__Exercise details__
Repeat every line from the line containing "wing, one per animal or object that matches." to the end of the data, exactly. Leave the pictures out.

=== Records provided ===

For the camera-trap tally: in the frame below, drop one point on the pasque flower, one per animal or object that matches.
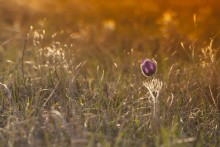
(148, 67)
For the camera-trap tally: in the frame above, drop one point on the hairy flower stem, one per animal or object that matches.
(154, 86)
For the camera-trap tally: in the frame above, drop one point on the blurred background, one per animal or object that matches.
(153, 27)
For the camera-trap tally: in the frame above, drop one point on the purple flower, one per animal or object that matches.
(149, 67)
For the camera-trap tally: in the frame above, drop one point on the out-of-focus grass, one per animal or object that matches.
(77, 79)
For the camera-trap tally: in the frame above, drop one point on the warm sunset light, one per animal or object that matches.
(120, 73)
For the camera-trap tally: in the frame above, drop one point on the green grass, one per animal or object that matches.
(75, 98)
(83, 86)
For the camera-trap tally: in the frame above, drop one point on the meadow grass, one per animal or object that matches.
(84, 87)
(53, 94)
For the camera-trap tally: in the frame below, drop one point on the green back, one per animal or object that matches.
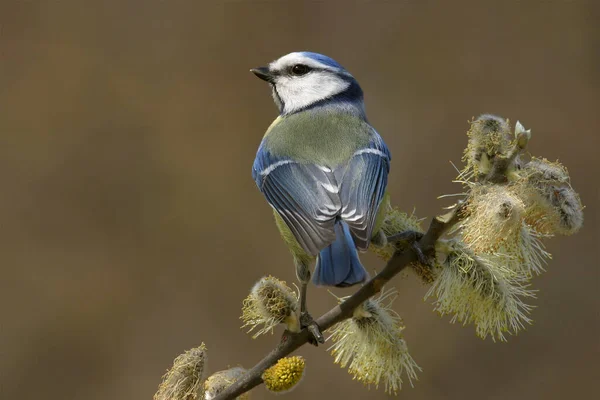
(320, 137)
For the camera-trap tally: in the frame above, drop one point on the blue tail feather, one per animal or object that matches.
(338, 264)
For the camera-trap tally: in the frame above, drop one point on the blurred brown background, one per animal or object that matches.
(130, 226)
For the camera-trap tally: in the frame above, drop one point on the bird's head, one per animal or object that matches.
(302, 79)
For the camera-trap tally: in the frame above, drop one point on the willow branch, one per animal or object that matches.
(423, 245)
(292, 341)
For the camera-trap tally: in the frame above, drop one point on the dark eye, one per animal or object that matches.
(300, 69)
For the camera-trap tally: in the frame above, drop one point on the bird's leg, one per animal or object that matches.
(306, 321)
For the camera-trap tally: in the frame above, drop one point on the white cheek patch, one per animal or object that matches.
(299, 92)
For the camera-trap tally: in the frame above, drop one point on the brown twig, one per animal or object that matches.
(424, 245)
(291, 341)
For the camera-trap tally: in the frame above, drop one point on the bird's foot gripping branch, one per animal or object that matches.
(478, 261)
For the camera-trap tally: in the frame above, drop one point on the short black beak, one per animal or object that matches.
(263, 73)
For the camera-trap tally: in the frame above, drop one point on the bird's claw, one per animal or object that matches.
(316, 337)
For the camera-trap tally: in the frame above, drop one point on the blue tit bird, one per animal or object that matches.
(323, 168)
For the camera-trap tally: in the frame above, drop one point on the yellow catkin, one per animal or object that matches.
(371, 345)
(494, 216)
(270, 302)
(285, 375)
(480, 289)
(219, 381)
(184, 380)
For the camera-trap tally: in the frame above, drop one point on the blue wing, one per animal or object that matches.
(362, 189)
(304, 195)
(310, 198)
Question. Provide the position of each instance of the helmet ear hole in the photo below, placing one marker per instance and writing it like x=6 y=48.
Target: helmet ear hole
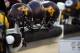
x=10 y=39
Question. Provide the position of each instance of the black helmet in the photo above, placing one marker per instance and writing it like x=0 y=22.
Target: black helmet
x=52 y=11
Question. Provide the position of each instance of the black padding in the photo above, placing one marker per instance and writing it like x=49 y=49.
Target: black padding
x=42 y=34
x=69 y=29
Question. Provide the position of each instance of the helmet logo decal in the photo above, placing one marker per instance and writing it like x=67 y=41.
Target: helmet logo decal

===

__Worked solution__
For the camera-trap tally: in the frame above, drop one point on the blue wing, one per animal or object that matches.
(362, 189)
(304, 195)
(310, 198)
Question. Provide the position of each instance of the helmet ear hole in the photo below, placing one marker per instance and writing it like x=6 y=48.
Target: helmet ear hole
x=10 y=39
Question. Provide the position of each instance of the black helmet in the photo above, placing one marker per instance and writing it like x=0 y=22.
Target: black helmet
x=52 y=11
Question. Provide the position of each instance of the black padding in the photo above, placing one marker per instance and writing it like x=49 y=49.
Target: black padding
x=42 y=34
x=69 y=29
Question. Provide the position of each instance of the helmet logo decal in the photo above, placing one marker per instance and writing it like x=67 y=41.
Target: helmet logo decal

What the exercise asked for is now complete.